But this open a whole new can of worms, which we probably don’t want to head down. For example, could prefix_(1+1j) be matched by case f"prefix_{cmd!r}" and assign cmd = 1 + 1j???

I guess my instinct here is that if one is trying to handle text with a match such that the cases are different patterns (vs one pattern and the cases are on the regex group contents), this isn’t “structural” pattern matching anymore. Pattern matching on strings is parsing, and I would parse the text into objects then use match on the structure of the objects.

That’s not an actual rebuttal of the proposed idea, since it reduces down to “lol y do u want to do that”, but I think it’s why I’m not enthusiastic about it. Most of the proposed uses are things where above a certain scale I’d be tokenizing input and using a PEG / parser combinator library - but ultimately that’s just a personal bias.

The existing pattern types do handle list elements though, and being able to match on substrings does feel like a natural extension of that.

1 Like

That’s exactly where I’m coming from, mate. :smiley:

…juuuust kidding, took a look at the Structural Pattern Matching PEP and with the way Class patterns currently work this seems more difficult than I first thought.

I also stumbled upon the problem of partial string matching before and tried all kind of workaround but unfortunately they all seem a bit tedious/overly complex.

I definitely like the f-string approach that was suggested earlier on and would support the addition of to improve the match statement. :+1:

(Stored data entries)

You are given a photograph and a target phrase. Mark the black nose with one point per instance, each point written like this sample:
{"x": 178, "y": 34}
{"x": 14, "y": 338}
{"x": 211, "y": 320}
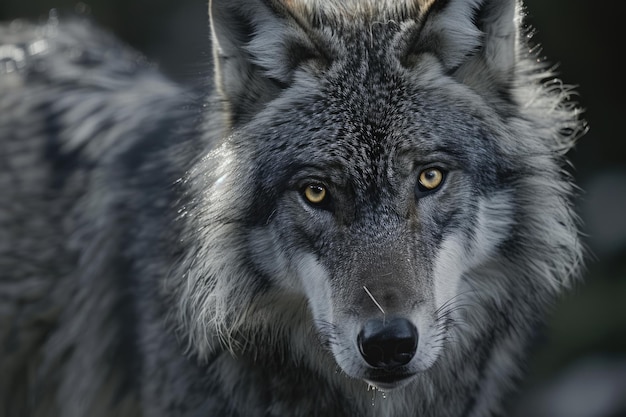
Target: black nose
{"x": 387, "y": 344}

• **Task**
In the excerpt on string pattern matching, substitute "cumbersome" for "tedious" and write out everything from "That’s exactly where" down to "bit tedious/overly complex.". These rows were taken from a separate source.

• **Answer to this problem**
That’s exactly where I’m coming from, mate. :smiley:

…juuuust kidding, took a look at the Structural Pattern Matching PEP and with the way Class patterns currently work this seems more difficult than I first thought.

I also stumbled upon the problem of partial string matching before and tried all kind of workaround but unfortunately they all seem a bit cumbersome/overly complex.